→ **Esercizi da svolgere**
- 1) Ricopia parola per parola il passo del testo sulla cittadinanza digitale che parte da "I cittadini non" e finisce con "parlarsi e collaborare.".
- 2) Trasforma in un elenco numerato, senza le righe vuote, le righe dei dati a partire da quella che contiene "Note: point out the brown" e fino all'ultima riga dei dati, entrambe comprese.

→ **Estratto del testo**
##########

Per dire a che punto siamo, dal mio punto di vista, nel percorso verso la cittadinanza digitale la prendo alla lontana. Era il 2002, quindici anni fa, e l’allora Ministro per l’Innovazione Lucio Stanca annunciava che il piano di e-government avrebbe permesso ai cittadini di avere i certificati direttamente online “facendosi la barba la mattina”. Come leggiamo dall’ultima ricerca dell’Osservatorio di e-gov del Politecnico di Milano, diretto da Giuliano Noci e Michele Benedetti, siamo ancora molto lontani dall’obiettivo e solo per pochi servizi esiste una vera possibilità di concludere online l’iter. Ma la domanda è se è questo quello che ci serve. Davvero ci serve poter avere un certificato online da presentare (magari con posta certificata) per iscrivere nostro figlio a scuola?
A questo pensavo nell’aprire qualche giorno fa il secondo incontro del nostro Cantiere della Cittadinanza Digitale. La risposta è evidente: dalla platea si leva un grido “lasciateci in pace!”
I cittadini non hanno nessun bisogno di essere cittadini digitali se questo vuol dire mantenere la pessima abitudine di fornire loro stessi alla PA, vista nel suo complesso, dati che essa ha già. Neanche se dovessimo fornirglieli con un click “facendoci la barba”! E’ ora di dircelo chiaro: la maggior parte dei servizi digitali rischia di essere la digitalizzazione dell’inutile e la certificazione della incapacità delle banche dati pubbliche di parlarsi e collaborare.
Cosa serve allora per godere di diritti di cittadinanza in un mondo che è sempre più interconnesso e digitale? Semplice: che tutte le amministrazioni si mettano intorno al cittadino e creino, tutte insieme, quel fascicolo unico di dati che permetta non solo agli enti di scambiarsi le informazioni, ma anche a ciascuno di noi di avere piena cognizione dei nostri dati, da chi e come sono usati, di quali sono i rapporti in essere, le pendenze, le scadenze verso tutte le amministrazioni siano esse centrali, regionali o locali. Qualche esperienza c’è (vedi la presentazione del Comune di Milano), ma ancora limitata ai vari uffici dello stesso comune (e non è stato facile neanche questo), ma siamo ancora lontani dall’obiettivo.
Con questa premessa chiediamoci a che punto siamo e cosa ci manca in questo percorso di liberazione del cittadino (digitale) dall’inutile, che resta inutile anche se digitale. Mi aiuta anche qui il lavoro fatto nel Cantiere assieme a una ventina tra regioni e comuni e provo a stilare un breve elenco dei punti a mio parere più importanti:
- Il primo prerequisito è una reale “interoperabilità” (parola consumata e incomprensibile che sostituirei con la meno tecnologica, ma più chiara “collaborazione”). Il piano triennale la definisce come “la collaborazione tra Pubbliche amministrazioni e tra queste e soggetti terzi, per mezzo di soluzioni tecnologiche che assicurano l’interazione e lo scambio di informazioni senza vincoli sulle implementazioni, evitando integrazioni ad hoc.”

##########

→ **Dati di partenza**
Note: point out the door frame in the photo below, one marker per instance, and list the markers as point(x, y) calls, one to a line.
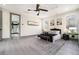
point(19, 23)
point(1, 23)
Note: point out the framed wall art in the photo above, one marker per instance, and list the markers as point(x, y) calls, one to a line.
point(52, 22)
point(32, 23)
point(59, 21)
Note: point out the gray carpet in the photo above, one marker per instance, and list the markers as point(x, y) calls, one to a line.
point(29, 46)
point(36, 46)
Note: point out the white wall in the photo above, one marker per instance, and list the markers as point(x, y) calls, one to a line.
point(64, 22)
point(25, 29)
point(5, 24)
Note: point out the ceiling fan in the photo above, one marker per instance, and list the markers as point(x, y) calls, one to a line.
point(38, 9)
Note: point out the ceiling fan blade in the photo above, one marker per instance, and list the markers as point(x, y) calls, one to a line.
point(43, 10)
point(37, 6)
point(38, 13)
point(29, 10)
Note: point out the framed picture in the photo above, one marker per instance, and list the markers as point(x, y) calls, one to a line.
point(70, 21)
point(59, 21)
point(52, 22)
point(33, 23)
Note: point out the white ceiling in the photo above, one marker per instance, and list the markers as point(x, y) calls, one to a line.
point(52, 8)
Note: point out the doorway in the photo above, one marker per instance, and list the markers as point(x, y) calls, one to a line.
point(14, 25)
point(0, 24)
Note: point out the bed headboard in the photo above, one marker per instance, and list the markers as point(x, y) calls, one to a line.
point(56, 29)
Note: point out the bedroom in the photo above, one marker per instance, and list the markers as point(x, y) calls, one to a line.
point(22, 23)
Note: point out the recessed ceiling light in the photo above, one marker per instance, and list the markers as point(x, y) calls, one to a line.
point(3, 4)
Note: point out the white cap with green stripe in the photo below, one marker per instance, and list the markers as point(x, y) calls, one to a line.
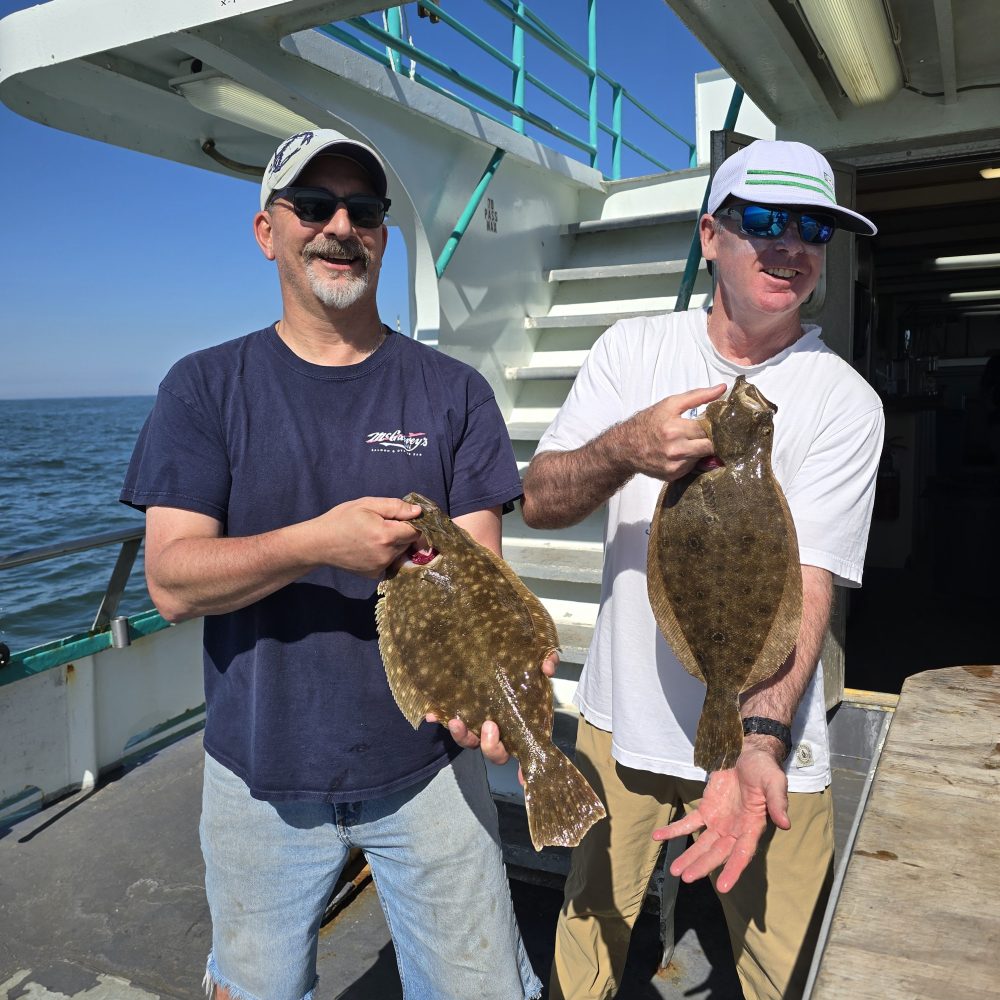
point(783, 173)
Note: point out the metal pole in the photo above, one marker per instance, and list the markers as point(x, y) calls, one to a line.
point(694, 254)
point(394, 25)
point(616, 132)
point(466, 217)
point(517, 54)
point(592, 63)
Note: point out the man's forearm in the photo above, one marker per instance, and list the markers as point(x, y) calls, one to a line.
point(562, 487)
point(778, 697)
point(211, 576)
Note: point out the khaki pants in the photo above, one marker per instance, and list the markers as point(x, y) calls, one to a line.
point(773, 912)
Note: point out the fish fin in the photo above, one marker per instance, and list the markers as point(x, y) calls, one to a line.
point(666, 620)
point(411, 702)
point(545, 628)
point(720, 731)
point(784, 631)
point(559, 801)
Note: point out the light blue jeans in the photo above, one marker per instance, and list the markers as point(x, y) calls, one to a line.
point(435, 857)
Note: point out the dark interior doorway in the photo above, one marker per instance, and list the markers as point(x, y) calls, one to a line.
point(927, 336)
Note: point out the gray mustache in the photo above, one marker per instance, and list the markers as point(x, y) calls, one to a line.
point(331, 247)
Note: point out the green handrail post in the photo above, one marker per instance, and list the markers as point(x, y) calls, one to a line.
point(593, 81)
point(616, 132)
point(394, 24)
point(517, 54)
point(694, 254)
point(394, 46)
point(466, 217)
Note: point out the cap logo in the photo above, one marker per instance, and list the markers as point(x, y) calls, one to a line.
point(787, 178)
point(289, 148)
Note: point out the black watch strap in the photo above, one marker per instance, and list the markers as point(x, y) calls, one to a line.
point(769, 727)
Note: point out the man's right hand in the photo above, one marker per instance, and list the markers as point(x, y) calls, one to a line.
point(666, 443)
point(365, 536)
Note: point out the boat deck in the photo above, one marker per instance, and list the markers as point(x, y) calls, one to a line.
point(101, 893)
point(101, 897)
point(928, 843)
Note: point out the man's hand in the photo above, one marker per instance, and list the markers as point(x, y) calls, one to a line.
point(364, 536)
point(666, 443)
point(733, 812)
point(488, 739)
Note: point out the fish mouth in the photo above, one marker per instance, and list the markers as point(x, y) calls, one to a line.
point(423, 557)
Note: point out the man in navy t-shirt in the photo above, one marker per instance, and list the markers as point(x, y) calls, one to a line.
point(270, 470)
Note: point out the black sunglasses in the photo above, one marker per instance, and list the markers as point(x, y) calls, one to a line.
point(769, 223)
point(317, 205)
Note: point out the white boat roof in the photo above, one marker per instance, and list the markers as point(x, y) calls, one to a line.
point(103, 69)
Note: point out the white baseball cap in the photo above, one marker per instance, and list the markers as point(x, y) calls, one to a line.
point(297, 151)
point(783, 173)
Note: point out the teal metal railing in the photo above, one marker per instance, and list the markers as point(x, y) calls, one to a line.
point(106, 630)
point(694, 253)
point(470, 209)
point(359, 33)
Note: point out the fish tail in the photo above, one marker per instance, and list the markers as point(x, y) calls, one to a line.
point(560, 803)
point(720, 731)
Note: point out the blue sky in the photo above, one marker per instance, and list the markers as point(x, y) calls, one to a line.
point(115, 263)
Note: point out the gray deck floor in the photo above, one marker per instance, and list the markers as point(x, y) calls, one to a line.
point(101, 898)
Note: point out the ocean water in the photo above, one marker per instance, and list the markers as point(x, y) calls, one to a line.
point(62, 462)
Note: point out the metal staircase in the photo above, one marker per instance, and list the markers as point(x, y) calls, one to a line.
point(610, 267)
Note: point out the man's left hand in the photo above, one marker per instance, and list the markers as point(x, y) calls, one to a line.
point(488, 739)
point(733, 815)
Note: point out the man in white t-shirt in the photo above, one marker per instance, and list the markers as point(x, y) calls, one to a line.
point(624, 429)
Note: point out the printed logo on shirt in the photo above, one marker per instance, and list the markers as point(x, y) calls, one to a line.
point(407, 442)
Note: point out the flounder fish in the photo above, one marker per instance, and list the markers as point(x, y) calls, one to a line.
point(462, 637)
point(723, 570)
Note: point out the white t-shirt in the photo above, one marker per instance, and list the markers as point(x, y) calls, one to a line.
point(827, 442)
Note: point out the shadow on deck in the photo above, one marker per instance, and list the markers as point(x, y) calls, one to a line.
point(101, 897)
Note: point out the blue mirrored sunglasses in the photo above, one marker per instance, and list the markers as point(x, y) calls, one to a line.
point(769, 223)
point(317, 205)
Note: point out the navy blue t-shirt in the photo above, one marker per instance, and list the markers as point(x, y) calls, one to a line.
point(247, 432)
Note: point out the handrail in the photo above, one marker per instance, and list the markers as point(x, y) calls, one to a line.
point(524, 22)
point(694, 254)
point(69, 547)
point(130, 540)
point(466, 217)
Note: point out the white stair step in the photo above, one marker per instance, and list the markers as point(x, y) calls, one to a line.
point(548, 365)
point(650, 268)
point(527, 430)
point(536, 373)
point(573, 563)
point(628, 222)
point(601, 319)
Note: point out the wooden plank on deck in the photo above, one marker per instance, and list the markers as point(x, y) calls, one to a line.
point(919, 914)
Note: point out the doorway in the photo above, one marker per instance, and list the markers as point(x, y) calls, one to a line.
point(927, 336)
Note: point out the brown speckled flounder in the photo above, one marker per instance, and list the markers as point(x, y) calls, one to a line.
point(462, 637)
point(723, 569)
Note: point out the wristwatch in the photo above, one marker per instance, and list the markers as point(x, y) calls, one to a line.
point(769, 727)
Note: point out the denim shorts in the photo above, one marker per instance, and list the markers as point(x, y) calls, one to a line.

##########

→ **Soluzioni**
- 1)
I cittadini non hanno nessun bisogno di essere cittadini digitali se questo vuol dire mantenere la pessima abitudine di fornire loro stessi alla PA, vista nel suo complesso, dati che essa ha già. Neanche se dovessimo fornirglieli con un click “facendoci la barba”! E’ ora di dircelo chiaro: la maggior parte dei servizi digitali rischia di essere la digitalizzazione dell’inutile e la certificazione della incapacità delle banche dati pubbliche di parlarsi e collaborare.

- 2)
1. Note: point out the brown speckled flounder in the photo above, one marker per instance, and list the markers as point(x, y) calls, one to a line.
2. point(462, 637)
3. point(723, 569)
4. Note: point out the wristwatch in the photo above, one marker per instance, and list the markers as point(x, y) calls, one to a line.
5. point(769, 727)
6. Note: point out the denim shorts in the photo above, one marker per instance, and list the markers as point(x, y) calls, one to a line.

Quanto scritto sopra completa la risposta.